Given exercise 1: Return each line of the listing that contains the word "fingers".

Excerpted text:

Proof of Fatou's Lemma
Theorem 1
For a sequence $\left\{ f_{n} \right\}$ of non-negative measurable functions, $$ \int_{E} \left( \liminf_{n \to \infty} f_{n} \right) dm \le \liminf_{n \to \infty} \int_{E} f_{n} dm $$
- $\liminf$ is the limit inferior.
Explanation
A lemma necessary for proving the Monotone Convergence Theorem and the Dominated Convergence Theorem in real analysis. The version of Fatou’s lemma for series without the condition of being measurable functions is as follows.
Series Version: For a sequence $\left\{ f_{k} : \mathbb{N} \to [0, \infty) \right\}_{k \in \mathbb{N}}$ of functions with non-negative values $$ \sum_{j=1}^{\infty} \liminf_{k \to \infty} f_{k} (j) \le \liminf_{k \to \infty} \sum_{j=1}^{\infty} f_{k} (j) \qquad , \forall j \in \mathbb{N} $$
Proof
Strategy: It helps to have an intuition for simple functions. As with all lemmas, they are useful but the proof is quite long and complex, so it is best read when in a clear and healthy state of mind. The proof for the series case is essentially the same.
Part 1.

Given exercise 2: Pick up the Fatou's lemma proof from the point where it stops and continue it.

Provided records:

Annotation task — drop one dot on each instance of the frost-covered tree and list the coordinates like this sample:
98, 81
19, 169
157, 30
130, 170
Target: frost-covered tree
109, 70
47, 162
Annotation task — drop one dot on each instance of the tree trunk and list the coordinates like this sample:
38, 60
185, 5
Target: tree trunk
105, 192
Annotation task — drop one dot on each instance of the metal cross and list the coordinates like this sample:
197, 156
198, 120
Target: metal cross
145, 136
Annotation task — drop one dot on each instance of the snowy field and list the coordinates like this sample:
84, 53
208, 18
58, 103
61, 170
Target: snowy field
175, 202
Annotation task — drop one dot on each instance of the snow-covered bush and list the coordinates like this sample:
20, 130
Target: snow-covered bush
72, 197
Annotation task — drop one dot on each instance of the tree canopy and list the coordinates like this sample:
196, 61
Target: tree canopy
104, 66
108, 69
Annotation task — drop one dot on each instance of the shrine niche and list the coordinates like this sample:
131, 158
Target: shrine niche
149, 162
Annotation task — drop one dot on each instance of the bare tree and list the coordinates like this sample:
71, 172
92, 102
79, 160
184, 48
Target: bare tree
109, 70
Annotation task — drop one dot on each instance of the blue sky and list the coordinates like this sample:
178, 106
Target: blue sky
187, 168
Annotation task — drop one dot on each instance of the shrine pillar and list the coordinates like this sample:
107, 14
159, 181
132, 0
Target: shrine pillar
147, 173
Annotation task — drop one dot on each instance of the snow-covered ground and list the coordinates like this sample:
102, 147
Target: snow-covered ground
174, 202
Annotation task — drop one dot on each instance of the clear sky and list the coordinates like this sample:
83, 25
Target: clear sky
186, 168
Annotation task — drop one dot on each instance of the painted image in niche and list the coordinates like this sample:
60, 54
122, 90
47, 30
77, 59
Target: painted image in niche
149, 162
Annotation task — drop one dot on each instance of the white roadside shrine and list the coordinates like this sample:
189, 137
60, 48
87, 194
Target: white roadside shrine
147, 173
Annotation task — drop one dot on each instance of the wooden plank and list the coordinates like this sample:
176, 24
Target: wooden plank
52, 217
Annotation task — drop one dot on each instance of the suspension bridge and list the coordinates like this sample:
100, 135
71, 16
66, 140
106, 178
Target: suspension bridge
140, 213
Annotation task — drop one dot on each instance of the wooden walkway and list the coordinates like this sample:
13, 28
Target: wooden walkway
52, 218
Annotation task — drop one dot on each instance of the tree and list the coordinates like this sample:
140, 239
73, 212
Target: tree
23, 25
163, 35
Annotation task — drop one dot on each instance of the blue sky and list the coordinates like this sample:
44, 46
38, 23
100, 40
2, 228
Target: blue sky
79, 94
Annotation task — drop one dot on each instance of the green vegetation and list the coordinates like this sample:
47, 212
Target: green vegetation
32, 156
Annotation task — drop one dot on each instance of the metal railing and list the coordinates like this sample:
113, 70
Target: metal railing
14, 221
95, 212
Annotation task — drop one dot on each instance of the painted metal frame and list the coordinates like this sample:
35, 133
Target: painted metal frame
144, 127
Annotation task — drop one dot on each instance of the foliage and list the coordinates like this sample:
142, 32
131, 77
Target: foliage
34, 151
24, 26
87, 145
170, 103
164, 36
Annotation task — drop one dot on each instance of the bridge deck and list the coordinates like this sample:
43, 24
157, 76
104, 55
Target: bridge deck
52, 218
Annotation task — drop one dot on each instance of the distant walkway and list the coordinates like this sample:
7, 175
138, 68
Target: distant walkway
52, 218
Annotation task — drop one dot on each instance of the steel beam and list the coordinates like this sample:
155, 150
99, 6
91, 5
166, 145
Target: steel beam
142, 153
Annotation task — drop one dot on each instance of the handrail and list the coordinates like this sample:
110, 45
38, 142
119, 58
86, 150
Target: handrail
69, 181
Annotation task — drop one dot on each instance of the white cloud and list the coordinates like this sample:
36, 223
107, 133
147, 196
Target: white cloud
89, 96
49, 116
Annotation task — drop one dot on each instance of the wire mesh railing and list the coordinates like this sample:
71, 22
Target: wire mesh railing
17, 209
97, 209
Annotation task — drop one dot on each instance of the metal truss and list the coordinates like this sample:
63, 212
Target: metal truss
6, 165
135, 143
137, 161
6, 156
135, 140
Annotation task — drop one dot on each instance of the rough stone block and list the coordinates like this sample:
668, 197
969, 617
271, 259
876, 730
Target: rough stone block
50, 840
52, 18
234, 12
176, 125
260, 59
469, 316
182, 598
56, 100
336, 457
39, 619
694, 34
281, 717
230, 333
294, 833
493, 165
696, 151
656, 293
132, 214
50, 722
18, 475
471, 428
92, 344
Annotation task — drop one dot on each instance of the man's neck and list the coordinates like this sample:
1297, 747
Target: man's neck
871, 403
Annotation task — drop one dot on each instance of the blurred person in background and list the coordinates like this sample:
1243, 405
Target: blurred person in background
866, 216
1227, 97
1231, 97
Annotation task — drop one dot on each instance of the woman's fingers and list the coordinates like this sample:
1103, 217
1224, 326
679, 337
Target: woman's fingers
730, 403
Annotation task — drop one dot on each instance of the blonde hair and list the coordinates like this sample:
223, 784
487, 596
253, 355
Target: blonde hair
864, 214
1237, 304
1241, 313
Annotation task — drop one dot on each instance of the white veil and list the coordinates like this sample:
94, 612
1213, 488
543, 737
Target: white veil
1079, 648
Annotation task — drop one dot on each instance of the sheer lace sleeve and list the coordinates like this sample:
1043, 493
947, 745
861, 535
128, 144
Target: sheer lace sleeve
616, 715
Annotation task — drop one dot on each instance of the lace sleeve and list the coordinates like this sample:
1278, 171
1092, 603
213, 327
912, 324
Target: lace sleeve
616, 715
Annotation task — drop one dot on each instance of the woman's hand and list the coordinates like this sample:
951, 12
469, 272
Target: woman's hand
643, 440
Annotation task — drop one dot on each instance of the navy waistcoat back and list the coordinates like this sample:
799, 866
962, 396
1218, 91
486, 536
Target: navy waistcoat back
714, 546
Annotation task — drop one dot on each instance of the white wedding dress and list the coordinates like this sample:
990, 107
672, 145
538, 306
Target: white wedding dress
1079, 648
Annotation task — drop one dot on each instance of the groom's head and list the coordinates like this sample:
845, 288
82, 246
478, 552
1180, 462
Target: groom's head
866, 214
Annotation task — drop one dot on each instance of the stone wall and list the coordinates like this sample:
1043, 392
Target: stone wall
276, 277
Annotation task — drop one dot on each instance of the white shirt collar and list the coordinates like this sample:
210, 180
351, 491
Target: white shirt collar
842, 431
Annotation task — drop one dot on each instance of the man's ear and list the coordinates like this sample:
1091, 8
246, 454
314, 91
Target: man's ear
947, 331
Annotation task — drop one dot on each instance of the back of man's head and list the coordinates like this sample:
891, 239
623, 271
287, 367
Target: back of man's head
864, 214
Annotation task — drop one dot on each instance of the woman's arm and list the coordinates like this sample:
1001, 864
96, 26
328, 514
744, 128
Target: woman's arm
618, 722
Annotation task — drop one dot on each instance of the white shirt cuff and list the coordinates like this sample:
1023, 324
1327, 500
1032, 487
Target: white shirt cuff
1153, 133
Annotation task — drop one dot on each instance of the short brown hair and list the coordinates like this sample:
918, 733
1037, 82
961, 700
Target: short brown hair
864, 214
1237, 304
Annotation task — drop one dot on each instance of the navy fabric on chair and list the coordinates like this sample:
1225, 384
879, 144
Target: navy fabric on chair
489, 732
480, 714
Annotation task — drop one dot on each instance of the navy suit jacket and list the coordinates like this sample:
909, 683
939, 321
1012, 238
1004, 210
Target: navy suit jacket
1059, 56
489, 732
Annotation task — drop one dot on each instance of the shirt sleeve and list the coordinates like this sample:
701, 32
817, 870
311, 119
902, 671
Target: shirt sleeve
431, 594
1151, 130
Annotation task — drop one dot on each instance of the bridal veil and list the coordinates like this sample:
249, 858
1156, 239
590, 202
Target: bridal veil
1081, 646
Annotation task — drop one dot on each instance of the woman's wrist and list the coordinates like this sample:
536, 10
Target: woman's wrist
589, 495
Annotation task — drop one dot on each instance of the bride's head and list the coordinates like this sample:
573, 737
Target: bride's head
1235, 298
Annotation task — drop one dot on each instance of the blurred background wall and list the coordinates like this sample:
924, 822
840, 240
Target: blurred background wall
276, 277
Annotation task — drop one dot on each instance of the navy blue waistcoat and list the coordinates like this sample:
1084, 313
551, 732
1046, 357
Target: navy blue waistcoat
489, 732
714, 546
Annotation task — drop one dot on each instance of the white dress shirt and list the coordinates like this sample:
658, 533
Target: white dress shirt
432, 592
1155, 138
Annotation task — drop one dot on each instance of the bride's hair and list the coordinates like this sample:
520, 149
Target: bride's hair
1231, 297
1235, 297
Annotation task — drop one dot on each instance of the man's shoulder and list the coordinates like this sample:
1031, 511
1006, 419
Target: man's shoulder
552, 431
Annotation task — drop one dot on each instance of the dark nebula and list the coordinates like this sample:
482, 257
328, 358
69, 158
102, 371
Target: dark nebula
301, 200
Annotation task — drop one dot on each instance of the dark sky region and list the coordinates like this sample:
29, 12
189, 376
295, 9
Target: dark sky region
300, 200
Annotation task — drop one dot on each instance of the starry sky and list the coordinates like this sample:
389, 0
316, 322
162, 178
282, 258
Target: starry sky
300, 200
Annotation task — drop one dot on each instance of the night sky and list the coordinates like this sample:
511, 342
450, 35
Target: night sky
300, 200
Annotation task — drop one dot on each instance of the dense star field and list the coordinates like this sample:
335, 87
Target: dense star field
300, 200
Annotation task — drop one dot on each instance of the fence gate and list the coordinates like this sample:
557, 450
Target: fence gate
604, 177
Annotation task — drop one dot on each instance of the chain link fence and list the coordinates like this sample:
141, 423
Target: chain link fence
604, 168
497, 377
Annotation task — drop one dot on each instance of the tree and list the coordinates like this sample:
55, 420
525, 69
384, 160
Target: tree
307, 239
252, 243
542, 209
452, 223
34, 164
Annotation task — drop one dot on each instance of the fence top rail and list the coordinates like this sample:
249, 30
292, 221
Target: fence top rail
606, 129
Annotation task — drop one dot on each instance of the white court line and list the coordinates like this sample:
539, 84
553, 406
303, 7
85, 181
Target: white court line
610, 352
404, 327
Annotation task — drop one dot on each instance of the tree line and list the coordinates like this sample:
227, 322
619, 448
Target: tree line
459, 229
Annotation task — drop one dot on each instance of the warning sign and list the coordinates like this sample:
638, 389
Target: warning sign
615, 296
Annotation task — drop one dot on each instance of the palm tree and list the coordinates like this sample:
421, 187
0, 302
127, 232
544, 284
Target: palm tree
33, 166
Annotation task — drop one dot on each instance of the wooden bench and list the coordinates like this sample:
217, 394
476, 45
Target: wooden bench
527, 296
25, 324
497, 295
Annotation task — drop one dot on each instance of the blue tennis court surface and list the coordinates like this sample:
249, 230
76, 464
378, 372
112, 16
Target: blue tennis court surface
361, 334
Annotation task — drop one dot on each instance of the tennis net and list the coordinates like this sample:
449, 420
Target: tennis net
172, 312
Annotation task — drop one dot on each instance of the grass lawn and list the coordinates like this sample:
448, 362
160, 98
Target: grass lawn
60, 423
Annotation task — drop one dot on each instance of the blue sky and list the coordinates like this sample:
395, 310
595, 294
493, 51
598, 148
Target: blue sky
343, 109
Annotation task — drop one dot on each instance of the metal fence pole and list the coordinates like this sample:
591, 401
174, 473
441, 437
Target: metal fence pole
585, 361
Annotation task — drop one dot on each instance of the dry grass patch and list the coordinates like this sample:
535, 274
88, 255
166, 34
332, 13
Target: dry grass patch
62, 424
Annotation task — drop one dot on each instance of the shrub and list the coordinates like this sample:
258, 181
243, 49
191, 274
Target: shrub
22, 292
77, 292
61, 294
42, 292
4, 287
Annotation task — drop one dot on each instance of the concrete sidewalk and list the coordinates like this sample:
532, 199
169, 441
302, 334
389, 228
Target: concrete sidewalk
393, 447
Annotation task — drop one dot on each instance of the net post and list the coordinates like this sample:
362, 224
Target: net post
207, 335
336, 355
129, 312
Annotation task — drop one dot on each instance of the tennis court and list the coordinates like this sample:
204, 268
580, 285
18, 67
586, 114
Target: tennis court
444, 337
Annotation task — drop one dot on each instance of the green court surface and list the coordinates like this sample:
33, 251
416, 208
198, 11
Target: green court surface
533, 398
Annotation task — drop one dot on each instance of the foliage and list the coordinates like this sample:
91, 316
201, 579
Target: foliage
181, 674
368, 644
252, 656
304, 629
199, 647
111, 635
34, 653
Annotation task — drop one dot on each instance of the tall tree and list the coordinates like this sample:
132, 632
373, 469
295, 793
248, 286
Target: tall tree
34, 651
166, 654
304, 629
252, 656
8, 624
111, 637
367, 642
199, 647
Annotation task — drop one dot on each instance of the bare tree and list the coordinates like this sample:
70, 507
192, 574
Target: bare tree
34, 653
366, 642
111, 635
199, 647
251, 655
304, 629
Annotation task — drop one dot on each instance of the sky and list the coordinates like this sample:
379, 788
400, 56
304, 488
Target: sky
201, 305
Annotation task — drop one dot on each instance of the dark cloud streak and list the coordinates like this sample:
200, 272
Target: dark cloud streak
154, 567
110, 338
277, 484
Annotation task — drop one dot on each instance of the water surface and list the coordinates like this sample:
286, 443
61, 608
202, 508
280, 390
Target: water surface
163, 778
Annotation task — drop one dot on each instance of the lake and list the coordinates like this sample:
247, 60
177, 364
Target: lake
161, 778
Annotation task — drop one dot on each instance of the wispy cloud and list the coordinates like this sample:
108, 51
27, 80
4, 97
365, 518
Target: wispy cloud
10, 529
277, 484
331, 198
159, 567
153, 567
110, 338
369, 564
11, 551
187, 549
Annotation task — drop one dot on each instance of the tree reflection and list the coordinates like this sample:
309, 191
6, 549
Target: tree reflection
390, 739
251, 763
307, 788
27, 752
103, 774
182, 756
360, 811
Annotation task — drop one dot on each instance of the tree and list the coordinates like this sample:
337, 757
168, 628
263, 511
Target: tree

Written reply 1:
Annotation task — drop one dot on each instance of the woman's fingers and list the coordinates like this sample:
Target: woman's fingers

Written reply 2:
If we have $$ f : = \liminf_{n \to \infty} f_{n} \\ \displaystyle g_{n} : = \inf_{k \ge n } f_{k} $$ then $\displaystyle f = \lim_{n \to \infty} g_{n}$. $$ \int_{E} f dm \le \liminf_{n \to \infty} \int_{E} f_{n} dm $$ To show this, it’s sufficient to prove for all simple functions $\phi \le f$ that $$ \int_{E} \phi dm \le \liminf_{n \to \infty} \int_{E} f_{n} dm $$
Now, let’s define a new simple function for a very small positive number $\varepsilon > 0$. Then for a sufficiently large natural number $n$, $\phi_{\varepsilon} \le g_{n} \le f$ will hold. Lastly, if we define $A_{k} : = \left\{ x \ | \ g_{k} \ge \phi_{\varepsilon} \right\}$, $$ A_{k} \subset A_{k+1} \\ \displaystyle \bigcup_{k=1}^{\infty} A_{k} = \mathbb{R} $$
Part 2.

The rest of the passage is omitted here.